* _Record excerpts_

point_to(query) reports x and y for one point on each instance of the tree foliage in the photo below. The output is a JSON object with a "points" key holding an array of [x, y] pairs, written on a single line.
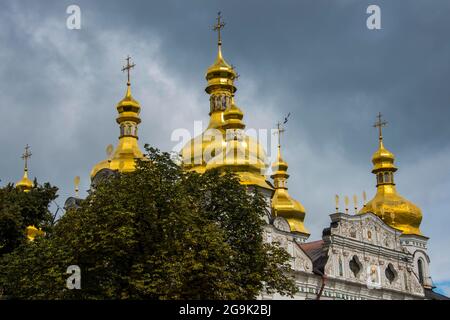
{"points": [[156, 233]]}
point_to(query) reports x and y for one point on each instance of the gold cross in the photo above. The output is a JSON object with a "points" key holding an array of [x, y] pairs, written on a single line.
{"points": [[128, 68], [26, 155], [217, 27], [380, 124]]}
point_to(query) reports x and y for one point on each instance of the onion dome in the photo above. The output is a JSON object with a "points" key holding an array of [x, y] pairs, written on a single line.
{"points": [[283, 205], [123, 158], [25, 184], [239, 152], [224, 144], [387, 204], [33, 232]]}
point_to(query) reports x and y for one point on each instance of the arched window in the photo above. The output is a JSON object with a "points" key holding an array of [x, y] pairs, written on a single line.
{"points": [[420, 268]]}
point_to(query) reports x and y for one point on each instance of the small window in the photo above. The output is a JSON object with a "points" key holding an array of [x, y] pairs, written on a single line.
{"points": [[380, 178], [390, 273], [355, 266]]}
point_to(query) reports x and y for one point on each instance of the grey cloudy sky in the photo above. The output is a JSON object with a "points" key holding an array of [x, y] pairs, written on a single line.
{"points": [[315, 59]]}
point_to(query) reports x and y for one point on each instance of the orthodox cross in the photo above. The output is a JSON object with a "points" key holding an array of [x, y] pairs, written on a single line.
{"points": [[279, 132], [380, 124], [217, 27], [280, 129], [128, 68], [26, 155]]}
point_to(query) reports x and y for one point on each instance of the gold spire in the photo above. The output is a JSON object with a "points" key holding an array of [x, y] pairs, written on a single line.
{"points": [[283, 204], [393, 209], [33, 232], [128, 119], [25, 184]]}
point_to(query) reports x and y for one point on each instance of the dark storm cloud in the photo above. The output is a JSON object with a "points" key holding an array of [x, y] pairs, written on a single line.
{"points": [[315, 59]]}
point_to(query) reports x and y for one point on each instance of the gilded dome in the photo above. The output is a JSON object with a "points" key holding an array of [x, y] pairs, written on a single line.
{"points": [[394, 210], [25, 184], [224, 144]]}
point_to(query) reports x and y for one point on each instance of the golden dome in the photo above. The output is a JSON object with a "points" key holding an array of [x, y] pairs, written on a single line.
{"points": [[224, 144], [127, 151], [25, 184], [387, 204], [283, 205]]}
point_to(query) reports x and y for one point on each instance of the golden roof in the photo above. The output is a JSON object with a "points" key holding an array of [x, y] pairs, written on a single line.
{"points": [[283, 205], [33, 232], [25, 184], [224, 144], [387, 204], [127, 151]]}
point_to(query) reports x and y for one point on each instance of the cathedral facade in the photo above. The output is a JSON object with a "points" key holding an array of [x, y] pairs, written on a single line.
{"points": [[378, 253]]}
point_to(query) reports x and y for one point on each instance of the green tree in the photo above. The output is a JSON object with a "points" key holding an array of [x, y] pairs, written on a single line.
{"points": [[156, 233]]}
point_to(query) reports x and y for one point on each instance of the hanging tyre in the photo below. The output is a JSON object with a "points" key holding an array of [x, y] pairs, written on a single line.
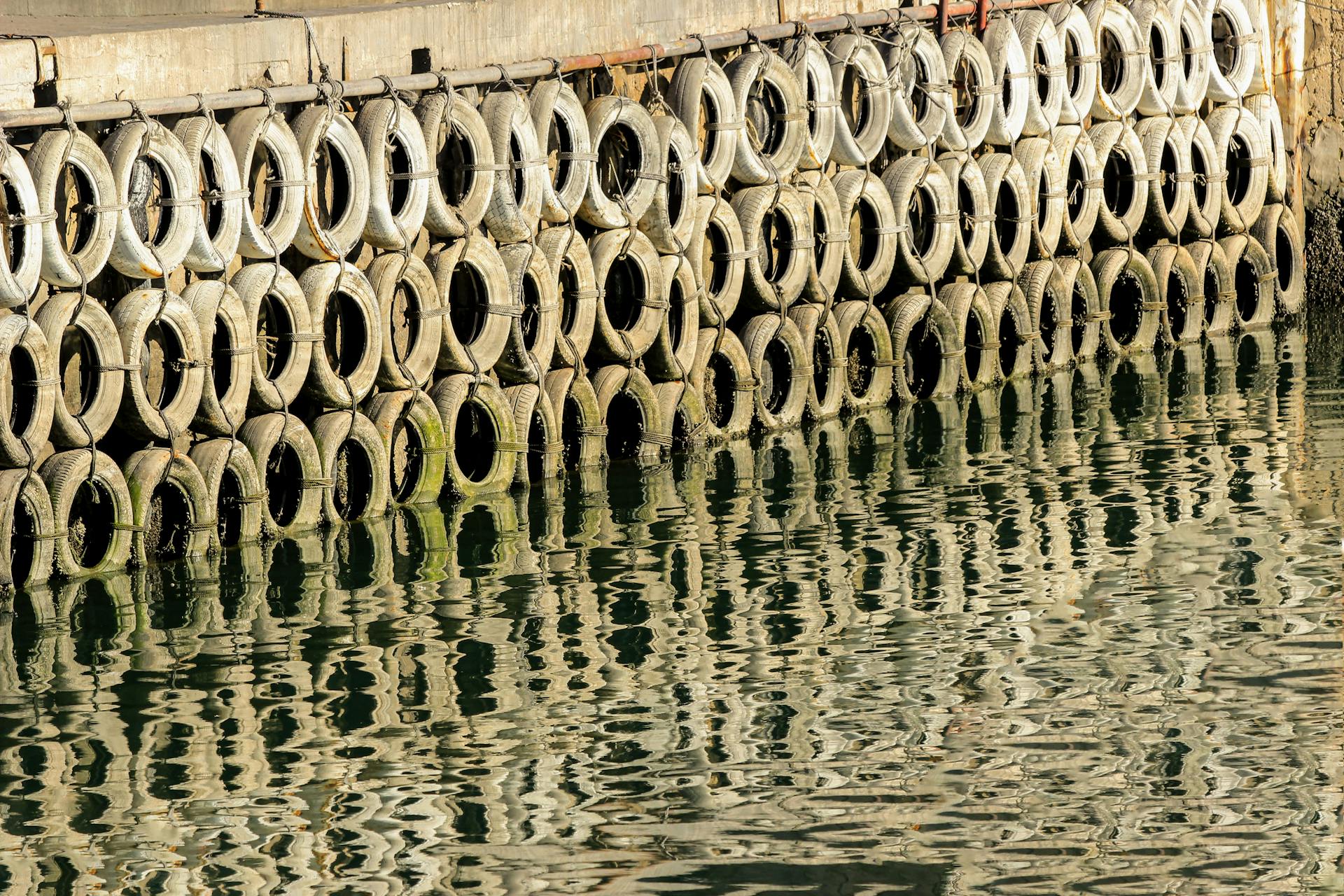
{"points": [[344, 311], [473, 286], [337, 183], [290, 472], [164, 362], [416, 441], [1128, 290], [92, 508], [85, 347], [274, 300], [229, 335], [171, 512], [354, 457]]}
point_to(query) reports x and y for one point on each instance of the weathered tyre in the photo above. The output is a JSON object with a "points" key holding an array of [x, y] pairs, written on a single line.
{"points": [[337, 183], [290, 473], [1278, 234], [274, 300], [1082, 186], [783, 368], [1012, 320], [629, 409], [85, 348], [577, 292], [976, 214], [531, 340], [1009, 238], [699, 88], [857, 67], [672, 352], [925, 346], [140, 163], [1128, 292], [473, 288], [416, 441], [515, 206], [354, 457], [171, 512], [722, 377], [160, 343], [564, 137], [342, 308], [1126, 182], [219, 220], [671, 216], [458, 144], [233, 488], [410, 320], [979, 331], [273, 171], [482, 435], [27, 530], [1050, 308], [777, 244], [229, 336], [822, 347], [1254, 281], [92, 511], [629, 314], [925, 219], [866, 346], [628, 164], [77, 200]]}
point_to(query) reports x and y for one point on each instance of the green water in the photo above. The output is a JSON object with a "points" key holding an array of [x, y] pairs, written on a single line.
{"points": [[1079, 634]]}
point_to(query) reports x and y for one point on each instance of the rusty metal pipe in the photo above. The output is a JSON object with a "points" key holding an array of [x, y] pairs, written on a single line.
{"points": [[245, 97]]}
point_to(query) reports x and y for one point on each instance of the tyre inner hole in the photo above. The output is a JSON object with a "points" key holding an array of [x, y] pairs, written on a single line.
{"points": [[467, 301], [974, 340], [924, 359], [22, 540], [1119, 182], [89, 528], [624, 426], [1126, 301], [346, 333], [406, 460], [624, 293], [619, 160], [274, 328], [456, 164], [776, 235], [353, 480], [863, 362], [776, 377], [1177, 298], [1246, 282], [721, 383], [148, 184], [765, 104], [1007, 210], [1238, 175], [334, 190], [23, 390], [475, 441], [74, 198], [230, 508], [160, 372], [78, 381], [168, 523]]}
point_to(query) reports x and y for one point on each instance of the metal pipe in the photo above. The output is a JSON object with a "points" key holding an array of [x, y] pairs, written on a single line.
{"points": [[518, 70]]}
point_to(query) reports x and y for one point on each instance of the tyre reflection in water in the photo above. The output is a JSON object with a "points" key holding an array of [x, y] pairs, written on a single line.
{"points": [[1075, 631]]}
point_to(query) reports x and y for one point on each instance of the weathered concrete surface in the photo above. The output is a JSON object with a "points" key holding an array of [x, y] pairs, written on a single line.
{"points": [[166, 55]]}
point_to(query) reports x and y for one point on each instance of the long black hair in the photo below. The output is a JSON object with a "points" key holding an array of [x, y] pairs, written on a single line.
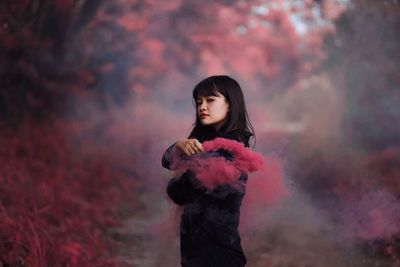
{"points": [[238, 121]]}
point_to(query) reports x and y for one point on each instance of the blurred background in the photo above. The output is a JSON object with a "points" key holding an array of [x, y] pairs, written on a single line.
{"points": [[93, 92]]}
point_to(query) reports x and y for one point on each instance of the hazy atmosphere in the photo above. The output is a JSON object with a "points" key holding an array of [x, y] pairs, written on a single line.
{"points": [[93, 92]]}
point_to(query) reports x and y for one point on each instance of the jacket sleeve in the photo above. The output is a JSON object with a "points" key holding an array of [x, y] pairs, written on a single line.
{"points": [[184, 189], [187, 188], [169, 156]]}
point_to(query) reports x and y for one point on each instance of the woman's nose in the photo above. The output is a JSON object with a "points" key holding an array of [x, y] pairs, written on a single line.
{"points": [[203, 106]]}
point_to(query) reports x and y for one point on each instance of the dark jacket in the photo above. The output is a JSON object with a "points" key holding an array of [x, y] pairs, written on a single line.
{"points": [[209, 224]]}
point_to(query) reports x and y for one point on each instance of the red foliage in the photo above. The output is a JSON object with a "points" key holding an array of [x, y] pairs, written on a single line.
{"points": [[56, 205]]}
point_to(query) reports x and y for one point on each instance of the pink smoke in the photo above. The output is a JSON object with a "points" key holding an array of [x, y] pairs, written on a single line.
{"points": [[214, 171]]}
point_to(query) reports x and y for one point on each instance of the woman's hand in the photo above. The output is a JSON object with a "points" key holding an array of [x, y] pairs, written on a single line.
{"points": [[189, 146]]}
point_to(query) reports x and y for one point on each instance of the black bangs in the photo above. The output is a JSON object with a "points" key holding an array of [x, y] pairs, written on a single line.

* _What you will do_
Through the last line of the entries above, beginning at the line containing "the red foliage", transcribe each line exactly, both ends included and nothing more.

* _Reply_
point_to(query) reports x and y for one point on each instance of the red foliage in the photo above. The output is a JSON object with a "points" key holding an array of [x, y] pairs, written on a single line.
{"points": [[56, 205]]}
point_to(query) reports x and y for one point on each instance of the pink smoke in the photo above. The output is a JSON object with a "points" key holding an array of [x, y] pairs, written on a single line.
{"points": [[214, 171]]}
point_to(query) reports x and y for one point on each instance of the woman's hand in the photo above. The output is a JSON object with a "points" key holding an array of [x, y] pairs, written on a single line.
{"points": [[189, 146]]}
point_to(query) reports x and y for one point on each instance of the black bangs in the photo above. The output is a JSON object with a "points" key holding an array of [x, y] pairs, written on a single line.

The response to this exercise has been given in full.